═════ Supplied passage ═════

My love of geography probably means I am more fascinated in Orlok’s journey to Germany than I perhaps should be. He goes by sea and readers will perhaps forgive me if I propose a possible itinerary he may have used. I reckon he headed first for Galati at the mouth of the Danube. Then he picked up his ship to sail into the Black Sea, through the Bosphorus, onwards through the Dardanelles and into the Aegean. From there it is easy although time consuming to get to Germany across the Mediterranean through the Strait of Gibraltar and hugging the Iberian coastline before heading North into Trafalgar, FitzRoy and Biscay shipping zones and into the Channel. You may ask, why did he not take the land route? Well, he had at least seven coffins filled with Transylvanian soil with him (which he needs to stay alive apparently) and being a vampire he cannot be exposed to daylight so it was the safer option, I suppose.
Orlok causes havoc onboard and Young’s score is illustrative of the horror. The rats that are in some of the coffins scurry out to shrill woodwind and we feel the waves crash on the hull. After the First Mate has thrown himself overboard Orlok appears behind the last sole survivor, the Captain and is framed with the rigging behind him portraying the archetypal spider in its web about to devour its prey. There is a forceful momentum in the music as the ship now moves onto its final destination inexorably. As before, Christopher Young proves his skill building up the tension as the endgame draws near.

═════ Extracted material ═════

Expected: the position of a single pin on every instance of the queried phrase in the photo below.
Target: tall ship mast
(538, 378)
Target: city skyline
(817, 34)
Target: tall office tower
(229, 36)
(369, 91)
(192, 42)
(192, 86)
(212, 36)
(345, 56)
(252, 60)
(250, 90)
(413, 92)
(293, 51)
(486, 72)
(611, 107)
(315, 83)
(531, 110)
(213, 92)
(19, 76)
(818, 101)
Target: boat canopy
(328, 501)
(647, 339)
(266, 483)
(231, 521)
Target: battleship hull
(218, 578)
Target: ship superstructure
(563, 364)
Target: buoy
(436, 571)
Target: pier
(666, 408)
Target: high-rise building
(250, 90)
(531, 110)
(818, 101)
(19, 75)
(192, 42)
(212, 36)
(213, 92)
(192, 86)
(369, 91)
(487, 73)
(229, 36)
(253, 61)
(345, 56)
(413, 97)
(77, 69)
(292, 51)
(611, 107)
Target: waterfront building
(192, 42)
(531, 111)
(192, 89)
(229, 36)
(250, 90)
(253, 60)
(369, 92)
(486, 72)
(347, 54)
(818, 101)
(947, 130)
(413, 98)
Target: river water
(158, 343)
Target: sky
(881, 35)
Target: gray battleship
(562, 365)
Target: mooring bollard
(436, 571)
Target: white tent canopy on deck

═════

Instruction 1: In the passage about Orlok's voyage, which place does the writer reckon he headed for first?
Instruction 2: Continue the passage about Orlok's voyage, picking up right after its final sentence.

Task result 1: Galati, at the mouth of the Danube.

Task result 2:
On docking in North Germany Orlok with his coffin passes surreptitiously through town to find his new property whilst the rat-infested vessel offloads to the demise of the townsfolk. The rats you see carry plague; the town leaders first learning this through the deserted ship’s log and soon after from the rising death toll in the town. Young utilises the Dies Irae theme in bass lines and we hear the snare drum of the quickly despatched town official called upon to announce plague and enforce the lockdown. There is a sombre march tread in Dead Town and general cacophony with Young writing chromatically for organ with strange use of percussion.
Knock escapes from his internment only to be recaptured after a chase scene but the climax of the film comes with Possession. Here Ellen in her noble act of sacrifice and redemption offers herself to the vampire in the hope Orlok will indulge to such an extent he will ignore the cock-crow of sunlight and thus be killed. It works; after gorging for too long on Ellen’s blood, the dawn rays burn him up and he disappears in a puff of smoke. Ellen expires too unfortunately in the arms of her beloved but I get the feeling that like Senta in Wagner’s Der Fliegende Holländer she was pre-determined for this fate from the beginning; she knew it and had fulfilment in it.
In the interesting notes from Warner, there is an interview where Christopher Young says he wrote most of the score whilst thinking about the film rather than actually watching it. He explains how this enabled him to paint longer brushstrokes and focus on his overall plan rather than the minutiae. Having immersed myself with the film and the score (alongside the Bernard and Erdmann soundtracks) for a week now I can hear this and I recommend you hear it too.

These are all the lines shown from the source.